| WHAT IS REQUIRED |
Reproduce the stretch of the RyderEx forum thread from "I still have" through "for drawing? WebGL?", word for word.

Database connection is set up now for all three platforms accessed by RyderEx. I have run graphryder-import-psql.py successfully. Runtime is around 150 s, just a few seconds slower than with a local database connection. And wayyy faster than old Graphryder, very nice

I still have to do some security optimization (read-only user, encrypted connection) tomorrow. But connections are already restricted to a single combination of database, user and IP, so it’s ok for now.

P.S.: RyderEx drawing routines incl. zoom are very smooth and fast for a web-based application. Wondering what’s under the hood for drawing? WebGL?

hugi · October 26, 2021, 12:43am

Great, thanks @matthias!

Yes, I think so. In fact, that’s why we had to sacrifice the curved lines in the graphs - WebGL can’t draw them as efficiently.

alberto · November 30, 2021, 12:51pm

These two go to the same link.

Records from a data collection:
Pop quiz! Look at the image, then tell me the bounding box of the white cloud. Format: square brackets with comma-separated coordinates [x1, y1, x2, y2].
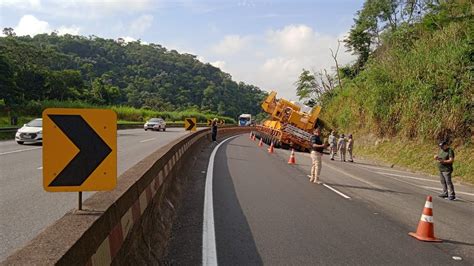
[14, 15, 52, 36]
[212, 35, 251, 55]
[130, 15, 153, 35]
[0, 0, 41, 9]
[49, 0, 155, 15]
[207, 25, 354, 100]
[13, 15, 81, 36]
[57, 25, 81, 35]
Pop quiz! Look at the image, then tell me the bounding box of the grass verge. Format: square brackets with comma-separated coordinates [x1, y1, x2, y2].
[354, 137, 474, 184]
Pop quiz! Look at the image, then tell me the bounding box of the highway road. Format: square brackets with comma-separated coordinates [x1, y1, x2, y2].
[163, 135, 474, 265]
[0, 128, 193, 261]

| REPLY TO THE EXERCISE |
I still have to do some security optimization (read-only user, encrypted connection) tomorrow. But connections are already restricted to a single combination of database, user and IP, so it’s ok for now.

P.S.: RyderEx drawing routines incl. zoom are very smooth and fast for a web-based application. Wondering what’s under the hood for drawing? WebGL?